## Request
Can you retype every record below exactly as written?

## Given information
----

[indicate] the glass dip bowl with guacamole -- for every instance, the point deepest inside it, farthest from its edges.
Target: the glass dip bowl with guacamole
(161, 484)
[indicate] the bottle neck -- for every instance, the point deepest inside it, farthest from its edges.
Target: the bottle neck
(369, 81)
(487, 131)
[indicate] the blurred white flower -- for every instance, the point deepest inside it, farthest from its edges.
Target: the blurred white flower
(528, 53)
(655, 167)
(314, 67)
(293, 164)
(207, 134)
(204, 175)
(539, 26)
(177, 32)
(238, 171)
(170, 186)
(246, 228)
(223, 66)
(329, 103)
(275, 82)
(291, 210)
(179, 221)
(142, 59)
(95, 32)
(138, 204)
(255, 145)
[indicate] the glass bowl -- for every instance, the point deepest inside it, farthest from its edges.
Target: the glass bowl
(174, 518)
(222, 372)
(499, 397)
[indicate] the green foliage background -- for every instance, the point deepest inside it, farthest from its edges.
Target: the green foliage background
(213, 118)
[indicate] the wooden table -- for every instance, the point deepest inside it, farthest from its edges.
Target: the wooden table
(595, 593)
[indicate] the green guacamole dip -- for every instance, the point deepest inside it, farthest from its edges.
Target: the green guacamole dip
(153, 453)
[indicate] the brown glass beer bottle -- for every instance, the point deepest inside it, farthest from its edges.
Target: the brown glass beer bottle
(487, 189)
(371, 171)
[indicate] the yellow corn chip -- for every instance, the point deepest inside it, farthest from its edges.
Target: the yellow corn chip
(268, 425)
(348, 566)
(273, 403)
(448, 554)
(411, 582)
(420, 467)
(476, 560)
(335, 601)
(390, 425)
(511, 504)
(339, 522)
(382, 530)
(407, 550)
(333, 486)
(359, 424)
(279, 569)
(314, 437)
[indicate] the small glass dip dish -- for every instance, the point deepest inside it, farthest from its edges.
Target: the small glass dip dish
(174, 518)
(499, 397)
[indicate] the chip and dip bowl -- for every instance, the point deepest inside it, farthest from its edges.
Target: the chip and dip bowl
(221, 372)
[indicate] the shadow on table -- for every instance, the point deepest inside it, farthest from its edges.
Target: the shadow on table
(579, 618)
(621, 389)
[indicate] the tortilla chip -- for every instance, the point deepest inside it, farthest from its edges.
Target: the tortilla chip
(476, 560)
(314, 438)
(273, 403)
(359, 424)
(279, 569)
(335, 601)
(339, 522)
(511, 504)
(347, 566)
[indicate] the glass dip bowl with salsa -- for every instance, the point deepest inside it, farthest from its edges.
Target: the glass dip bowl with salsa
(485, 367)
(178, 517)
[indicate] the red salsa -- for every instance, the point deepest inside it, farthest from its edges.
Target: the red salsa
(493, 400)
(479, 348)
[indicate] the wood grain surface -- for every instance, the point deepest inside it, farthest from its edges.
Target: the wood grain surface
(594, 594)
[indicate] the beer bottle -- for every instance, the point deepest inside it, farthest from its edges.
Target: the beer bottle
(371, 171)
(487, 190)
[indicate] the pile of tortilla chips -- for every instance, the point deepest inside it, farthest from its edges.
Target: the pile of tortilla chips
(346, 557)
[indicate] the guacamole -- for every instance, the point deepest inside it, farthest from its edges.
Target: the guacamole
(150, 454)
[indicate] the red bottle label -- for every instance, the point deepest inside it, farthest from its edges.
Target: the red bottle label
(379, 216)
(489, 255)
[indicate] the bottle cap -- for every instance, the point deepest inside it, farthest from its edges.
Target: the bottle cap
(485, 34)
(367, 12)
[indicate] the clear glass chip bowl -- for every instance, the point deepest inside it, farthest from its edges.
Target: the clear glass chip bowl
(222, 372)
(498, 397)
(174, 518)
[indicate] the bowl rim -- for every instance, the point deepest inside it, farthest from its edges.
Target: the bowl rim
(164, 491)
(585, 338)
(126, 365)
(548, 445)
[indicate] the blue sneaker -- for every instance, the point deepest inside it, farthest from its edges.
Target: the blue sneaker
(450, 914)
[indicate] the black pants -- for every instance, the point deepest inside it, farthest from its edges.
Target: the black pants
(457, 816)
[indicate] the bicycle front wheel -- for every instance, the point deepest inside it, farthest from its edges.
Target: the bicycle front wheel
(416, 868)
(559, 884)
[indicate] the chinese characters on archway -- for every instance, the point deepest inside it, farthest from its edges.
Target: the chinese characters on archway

----

## Solution for this exercise
[indicate] the glass dip bowl with guacamole -- for every instance, the point deepest inside it, farthest from its edges.
Target: the glass dip bowl with guacamole
(161, 484)
[indicate] the bottle neck -- for every instance, the point deepest inside it, farthest from its edges.
Target: the bottle neck
(369, 81)
(487, 131)
[indicate] the blurred white flower -- for every instance, the point deepest inside it, farthest from its edges.
Target: the blurred white flower
(528, 53)
(655, 167)
(314, 67)
(293, 164)
(207, 134)
(204, 175)
(539, 26)
(177, 32)
(238, 171)
(170, 186)
(246, 228)
(223, 66)
(329, 103)
(275, 82)
(291, 210)
(179, 221)
(142, 59)
(95, 32)
(138, 204)
(255, 145)
[indicate] the glass bowl -- for every instance, the point deepest inside it, farthest from its edges.
Target: the glass bowl
(174, 518)
(222, 372)
(499, 397)
[indicate] the green foliage background -- for every instance, the point deepest inside it, farthest from its edges.
Target: the green foliage background
(213, 118)
[indicate] the wooden table -- for every instance, the point deepest inside it, farthest from its edges.
Target: the wooden table
(595, 593)
[indicate] the green guacamole dip -- for every instance, the point deepest inside it, farthest from its edges.
Target: the green guacamole dip
(153, 453)
[indicate] the brown glass beer bottle -- for every instance, the point deepest inside it, farthest from its edges.
Target: the brown glass beer bottle
(487, 189)
(371, 171)
[indicate] the yellow corn chip -- for every instance, the point deepest inside it, farthest from its edges.
Target: the yellow corn chip
(268, 425)
(348, 566)
(273, 403)
(448, 554)
(411, 582)
(420, 467)
(476, 560)
(335, 601)
(390, 425)
(511, 504)
(339, 522)
(382, 530)
(407, 550)
(333, 486)
(359, 424)
(279, 569)
(314, 437)
[indicate] the small glass dip dish -- for every instance, the point deepest inside it, farthest from its edges.
Target: the small glass dip dish
(174, 518)
(499, 397)
[indicate] the chip and dip bowl -- for every instance, the point deepest inside it, farthest from its edges.
Target: the chip and dip bowl
(221, 372)
[indicate] the shadow on table -- for every instance, the point deepest inside it, farthest from its edges.
Target: the shadow on table
(579, 618)
(621, 389)
[indicate] the tortilla chip -- for every instance, the point deepest inside it, farthest from its edges.
Target: the tortilla chip
(476, 560)
(314, 438)
(273, 403)
(359, 424)
(279, 569)
(335, 601)
(339, 522)
(511, 504)
(347, 566)
[indicate] the glass dip bowl with salsa -- for every instance, the point deepest inside it, farthest from its edges.
Target: the glass dip bowl with salsa
(485, 367)
(178, 517)
[indicate] the red salsa -- for every instance, the point deepest inside it, farthest from its edges.
Target: the red salsa
(493, 400)
(479, 348)
[indicate] the wood grain surface -- for every instance, the point deepest inside it, farthest from its edges.
Target: the wood grain surface
(594, 594)
[indicate] the beer bottle -- for every instance, the point deepest inside it, farthest from its edges.
Target: the beer bottle
(371, 171)
(487, 190)
[indicate] the pile of tortilla chips -- for every instance, the point deepest inside it, farthest from its edges.
Target: the pile of tortilla chips
(346, 557)
[indicate] the guacamole -- for every instance, the point deepest inside it, farthest from its edges.
Target: the guacamole
(150, 454)
[indicate] the red bottle label -- for every instance, the point deepest inside it, farthest from its edges.
Target: the red bottle label
(379, 216)
(489, 255)
[indicate] the bottle cap -- for every instance, the point deepest inside it, farthest from its edges.
Target: the bottle cap
(485, 34)
(367, 12)
[indicate] the clear glass chip bowl -- for every instance, the point deepest inside it, farthest from its edges.
Target: the clear glass chip bowl
(222, 372)
(498, 397)
(174, 518)
[indicate] the bowl rim -- for every instance, the point deepest inside it, farthest from its edges.
Target: the bowl rim
(164, 491)
(585, 338)
(126, 365)
(548, 445)
[indicate] the blue sneaker -- for every instance, the point deepest inside it, farthest from its edges.
Target: the blue sneaker
(450, 914)
[indicate] the black pants -- for every instance, the point deepest inside it, farthest from its edges.
Target: the black pants
(457, 816)
[indicate] the bicycle front wheel -- for every instance, the point deepest inside it, farthest from its edges.
Target: the bicycle front wheel
(416, 868)
(559, 884)
[indicate] the chinese characters on archway -- for every instance, the point deepest inside it, farthest from its edges.
Target: the chinese characters on archway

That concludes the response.